(Object point labels)
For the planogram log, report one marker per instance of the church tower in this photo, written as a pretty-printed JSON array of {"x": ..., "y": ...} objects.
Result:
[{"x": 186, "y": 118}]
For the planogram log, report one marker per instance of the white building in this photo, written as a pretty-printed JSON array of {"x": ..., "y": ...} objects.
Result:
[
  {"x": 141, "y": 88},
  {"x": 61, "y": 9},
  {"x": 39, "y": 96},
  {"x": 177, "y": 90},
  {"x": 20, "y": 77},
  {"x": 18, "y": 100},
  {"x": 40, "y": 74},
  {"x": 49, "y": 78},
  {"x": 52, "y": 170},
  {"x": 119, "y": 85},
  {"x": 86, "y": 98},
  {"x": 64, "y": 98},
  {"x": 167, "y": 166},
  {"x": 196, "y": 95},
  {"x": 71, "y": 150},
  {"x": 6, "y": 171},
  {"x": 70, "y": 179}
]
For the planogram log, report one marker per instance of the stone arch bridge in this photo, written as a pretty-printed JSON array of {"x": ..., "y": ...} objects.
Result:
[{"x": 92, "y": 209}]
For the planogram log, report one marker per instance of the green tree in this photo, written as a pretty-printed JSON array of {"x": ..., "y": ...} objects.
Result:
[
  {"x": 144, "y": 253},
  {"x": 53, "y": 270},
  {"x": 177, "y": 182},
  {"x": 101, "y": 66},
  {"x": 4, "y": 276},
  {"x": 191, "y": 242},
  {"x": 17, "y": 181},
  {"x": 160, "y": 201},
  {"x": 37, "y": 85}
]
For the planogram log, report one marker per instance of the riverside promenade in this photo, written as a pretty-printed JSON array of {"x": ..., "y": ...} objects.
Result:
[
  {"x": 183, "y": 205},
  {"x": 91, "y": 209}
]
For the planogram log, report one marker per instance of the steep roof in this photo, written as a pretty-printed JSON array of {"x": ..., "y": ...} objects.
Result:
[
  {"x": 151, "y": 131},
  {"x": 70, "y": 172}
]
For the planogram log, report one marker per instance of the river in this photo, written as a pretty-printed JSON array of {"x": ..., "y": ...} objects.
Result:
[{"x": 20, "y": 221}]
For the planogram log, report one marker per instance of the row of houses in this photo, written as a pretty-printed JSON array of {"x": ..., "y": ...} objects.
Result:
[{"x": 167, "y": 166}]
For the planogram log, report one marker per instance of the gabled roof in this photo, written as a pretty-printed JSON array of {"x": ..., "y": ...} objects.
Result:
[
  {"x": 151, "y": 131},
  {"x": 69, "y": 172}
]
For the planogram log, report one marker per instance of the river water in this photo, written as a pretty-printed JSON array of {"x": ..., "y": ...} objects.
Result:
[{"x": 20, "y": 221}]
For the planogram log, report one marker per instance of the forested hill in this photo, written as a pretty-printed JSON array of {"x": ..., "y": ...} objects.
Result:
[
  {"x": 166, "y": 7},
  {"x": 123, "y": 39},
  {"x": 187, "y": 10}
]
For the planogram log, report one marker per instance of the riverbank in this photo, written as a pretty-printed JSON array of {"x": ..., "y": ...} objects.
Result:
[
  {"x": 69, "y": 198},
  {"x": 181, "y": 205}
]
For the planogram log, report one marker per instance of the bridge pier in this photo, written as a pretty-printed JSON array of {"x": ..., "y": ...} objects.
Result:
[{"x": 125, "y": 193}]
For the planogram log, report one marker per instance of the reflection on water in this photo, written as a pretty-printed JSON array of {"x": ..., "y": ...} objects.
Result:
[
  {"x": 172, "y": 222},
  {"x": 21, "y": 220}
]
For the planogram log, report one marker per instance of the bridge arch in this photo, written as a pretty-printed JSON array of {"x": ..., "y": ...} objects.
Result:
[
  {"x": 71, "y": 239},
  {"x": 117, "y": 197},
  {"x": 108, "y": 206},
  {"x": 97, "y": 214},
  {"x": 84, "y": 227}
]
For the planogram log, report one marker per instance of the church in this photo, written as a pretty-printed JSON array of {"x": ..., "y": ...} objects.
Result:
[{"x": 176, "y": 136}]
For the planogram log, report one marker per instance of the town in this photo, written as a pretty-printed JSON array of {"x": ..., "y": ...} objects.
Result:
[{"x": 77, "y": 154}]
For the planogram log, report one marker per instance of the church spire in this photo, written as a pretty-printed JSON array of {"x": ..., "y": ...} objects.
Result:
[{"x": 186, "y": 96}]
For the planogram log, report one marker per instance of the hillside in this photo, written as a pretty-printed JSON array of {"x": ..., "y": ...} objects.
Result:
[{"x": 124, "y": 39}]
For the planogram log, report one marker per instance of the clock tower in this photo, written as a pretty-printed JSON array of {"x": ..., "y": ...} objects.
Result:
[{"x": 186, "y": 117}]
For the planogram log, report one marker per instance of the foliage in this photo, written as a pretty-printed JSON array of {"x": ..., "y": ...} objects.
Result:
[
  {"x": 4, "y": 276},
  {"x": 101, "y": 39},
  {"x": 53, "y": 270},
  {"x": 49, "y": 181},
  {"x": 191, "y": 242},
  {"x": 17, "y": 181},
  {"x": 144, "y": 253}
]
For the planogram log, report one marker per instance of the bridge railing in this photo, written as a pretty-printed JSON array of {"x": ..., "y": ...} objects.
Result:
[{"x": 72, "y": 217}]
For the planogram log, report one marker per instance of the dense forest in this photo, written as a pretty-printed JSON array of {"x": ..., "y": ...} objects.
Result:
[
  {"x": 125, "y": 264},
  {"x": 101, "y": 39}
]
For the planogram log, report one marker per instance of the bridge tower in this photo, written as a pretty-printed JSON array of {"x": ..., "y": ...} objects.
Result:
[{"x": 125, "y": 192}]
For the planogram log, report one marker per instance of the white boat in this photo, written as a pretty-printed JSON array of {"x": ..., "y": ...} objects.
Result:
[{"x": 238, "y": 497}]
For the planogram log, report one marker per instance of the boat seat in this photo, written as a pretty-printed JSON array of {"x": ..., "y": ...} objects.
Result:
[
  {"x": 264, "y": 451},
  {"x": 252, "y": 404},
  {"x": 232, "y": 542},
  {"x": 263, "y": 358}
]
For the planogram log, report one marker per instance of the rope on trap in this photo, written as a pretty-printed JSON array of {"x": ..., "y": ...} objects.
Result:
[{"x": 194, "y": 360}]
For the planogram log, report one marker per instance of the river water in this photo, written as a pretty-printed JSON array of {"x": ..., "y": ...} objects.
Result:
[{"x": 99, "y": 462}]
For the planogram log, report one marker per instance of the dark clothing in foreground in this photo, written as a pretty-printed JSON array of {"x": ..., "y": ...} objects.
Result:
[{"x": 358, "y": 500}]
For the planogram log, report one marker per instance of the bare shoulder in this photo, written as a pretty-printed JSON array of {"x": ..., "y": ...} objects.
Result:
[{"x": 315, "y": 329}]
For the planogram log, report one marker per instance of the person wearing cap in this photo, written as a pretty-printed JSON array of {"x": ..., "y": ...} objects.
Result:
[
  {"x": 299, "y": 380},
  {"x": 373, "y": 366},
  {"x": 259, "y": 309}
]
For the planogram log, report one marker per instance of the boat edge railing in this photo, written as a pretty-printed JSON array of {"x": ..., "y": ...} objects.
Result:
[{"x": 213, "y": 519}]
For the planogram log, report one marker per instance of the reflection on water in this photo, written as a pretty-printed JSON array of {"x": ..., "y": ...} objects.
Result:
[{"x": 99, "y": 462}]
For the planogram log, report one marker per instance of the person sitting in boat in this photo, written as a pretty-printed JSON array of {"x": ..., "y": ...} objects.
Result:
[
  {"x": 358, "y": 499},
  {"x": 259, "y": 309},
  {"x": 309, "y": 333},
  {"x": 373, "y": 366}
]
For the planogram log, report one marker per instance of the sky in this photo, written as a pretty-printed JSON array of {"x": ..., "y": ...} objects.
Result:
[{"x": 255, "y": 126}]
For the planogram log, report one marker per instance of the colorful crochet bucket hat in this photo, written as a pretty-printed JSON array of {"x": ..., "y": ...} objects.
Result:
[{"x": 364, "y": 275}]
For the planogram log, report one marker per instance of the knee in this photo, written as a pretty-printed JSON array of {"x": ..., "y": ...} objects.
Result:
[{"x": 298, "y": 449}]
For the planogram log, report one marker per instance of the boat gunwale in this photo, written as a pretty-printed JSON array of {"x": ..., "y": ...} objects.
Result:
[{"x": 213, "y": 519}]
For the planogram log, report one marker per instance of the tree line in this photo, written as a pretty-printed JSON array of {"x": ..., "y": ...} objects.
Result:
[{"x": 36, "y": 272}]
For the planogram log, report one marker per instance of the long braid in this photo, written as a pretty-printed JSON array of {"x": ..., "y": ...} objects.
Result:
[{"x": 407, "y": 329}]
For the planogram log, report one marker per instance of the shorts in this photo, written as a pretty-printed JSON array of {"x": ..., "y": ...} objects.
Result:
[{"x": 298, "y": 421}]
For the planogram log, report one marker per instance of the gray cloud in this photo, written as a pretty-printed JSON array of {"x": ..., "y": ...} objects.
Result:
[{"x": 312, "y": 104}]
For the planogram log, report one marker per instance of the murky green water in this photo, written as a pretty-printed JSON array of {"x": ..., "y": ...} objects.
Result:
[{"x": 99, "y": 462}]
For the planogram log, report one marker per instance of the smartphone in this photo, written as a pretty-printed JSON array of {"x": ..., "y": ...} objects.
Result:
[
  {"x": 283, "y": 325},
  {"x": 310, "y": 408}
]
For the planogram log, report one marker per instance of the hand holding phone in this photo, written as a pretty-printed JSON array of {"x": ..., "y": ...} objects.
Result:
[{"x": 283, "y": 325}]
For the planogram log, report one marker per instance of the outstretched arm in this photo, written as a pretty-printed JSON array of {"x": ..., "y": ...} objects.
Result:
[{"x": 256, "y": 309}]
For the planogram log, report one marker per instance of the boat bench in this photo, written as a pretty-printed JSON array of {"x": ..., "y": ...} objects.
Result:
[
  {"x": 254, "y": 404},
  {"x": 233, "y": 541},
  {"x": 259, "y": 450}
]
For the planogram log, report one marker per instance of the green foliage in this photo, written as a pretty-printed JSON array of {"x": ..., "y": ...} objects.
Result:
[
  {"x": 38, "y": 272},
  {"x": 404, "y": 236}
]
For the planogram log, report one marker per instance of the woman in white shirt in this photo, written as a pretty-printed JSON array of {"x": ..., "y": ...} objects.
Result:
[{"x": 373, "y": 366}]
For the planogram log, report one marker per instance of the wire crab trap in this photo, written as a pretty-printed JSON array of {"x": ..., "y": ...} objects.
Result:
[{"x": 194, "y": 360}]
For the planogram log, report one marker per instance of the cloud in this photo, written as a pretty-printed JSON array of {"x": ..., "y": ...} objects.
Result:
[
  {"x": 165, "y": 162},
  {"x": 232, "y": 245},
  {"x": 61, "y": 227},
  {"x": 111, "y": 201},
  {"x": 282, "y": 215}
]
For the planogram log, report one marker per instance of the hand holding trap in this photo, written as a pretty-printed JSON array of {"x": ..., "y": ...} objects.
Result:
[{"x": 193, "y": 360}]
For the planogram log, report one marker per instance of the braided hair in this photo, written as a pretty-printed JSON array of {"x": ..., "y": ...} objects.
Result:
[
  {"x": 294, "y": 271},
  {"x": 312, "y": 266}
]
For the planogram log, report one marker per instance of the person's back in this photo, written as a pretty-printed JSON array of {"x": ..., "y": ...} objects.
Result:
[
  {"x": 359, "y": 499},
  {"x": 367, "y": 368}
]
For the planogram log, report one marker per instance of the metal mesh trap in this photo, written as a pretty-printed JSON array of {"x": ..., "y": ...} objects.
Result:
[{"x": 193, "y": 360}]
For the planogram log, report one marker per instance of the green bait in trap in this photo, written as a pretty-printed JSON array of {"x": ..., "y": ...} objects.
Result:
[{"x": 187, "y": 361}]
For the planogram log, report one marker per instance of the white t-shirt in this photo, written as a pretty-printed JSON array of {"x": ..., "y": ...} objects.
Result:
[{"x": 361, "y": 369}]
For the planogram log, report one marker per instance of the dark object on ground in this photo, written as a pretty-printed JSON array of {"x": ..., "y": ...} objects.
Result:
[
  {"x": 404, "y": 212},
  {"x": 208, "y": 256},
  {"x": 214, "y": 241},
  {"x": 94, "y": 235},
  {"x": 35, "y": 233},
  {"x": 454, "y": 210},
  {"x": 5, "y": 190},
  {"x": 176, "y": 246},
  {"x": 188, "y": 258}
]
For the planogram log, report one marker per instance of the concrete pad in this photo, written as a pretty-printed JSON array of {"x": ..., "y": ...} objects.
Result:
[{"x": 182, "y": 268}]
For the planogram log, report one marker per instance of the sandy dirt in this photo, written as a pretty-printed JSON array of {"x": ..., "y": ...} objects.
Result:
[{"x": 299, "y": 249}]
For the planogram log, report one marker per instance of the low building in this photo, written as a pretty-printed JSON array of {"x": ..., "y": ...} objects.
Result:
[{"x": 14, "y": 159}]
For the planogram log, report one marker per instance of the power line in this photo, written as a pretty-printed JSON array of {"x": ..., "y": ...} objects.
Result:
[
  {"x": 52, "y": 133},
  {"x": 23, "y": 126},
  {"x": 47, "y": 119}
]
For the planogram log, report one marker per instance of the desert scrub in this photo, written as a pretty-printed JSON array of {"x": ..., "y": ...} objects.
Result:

- _What you will do_
Repeat only the stretch of lines that begins at the line containing "of the sandy" and ends at the last line above, both included.

- _Correct answer_
For the planogram log, report one marker per instance of the sandy dirt in this photo, written as a pretty-printed JSON array of {"x": ..., "y": ...} objects.
Result:
[{"x": 299, "y": 249}]
For the planogram log, report one marker per instance of the low building in this photo, written as a pretty-printed JSON array of {"x": ..., "y": ...} objects.
Result:
[{"x": 14, "y": 159}]
For the planogram log, report one marker per instance of the power line in this photo, written as a pretty-printed JSON array of {"x": ..., "y": ...} objects.
Result:
[
  {"x": 52, "y": 133},
  {"x": 23, "y": 126},
  {"x": 47, "y": 119}
]
For the planogram log, report one marker per instance of the desert scrub in this photo, written as a pretty-printed JSON array of {"x": ..., "y": ...} objects.
Result:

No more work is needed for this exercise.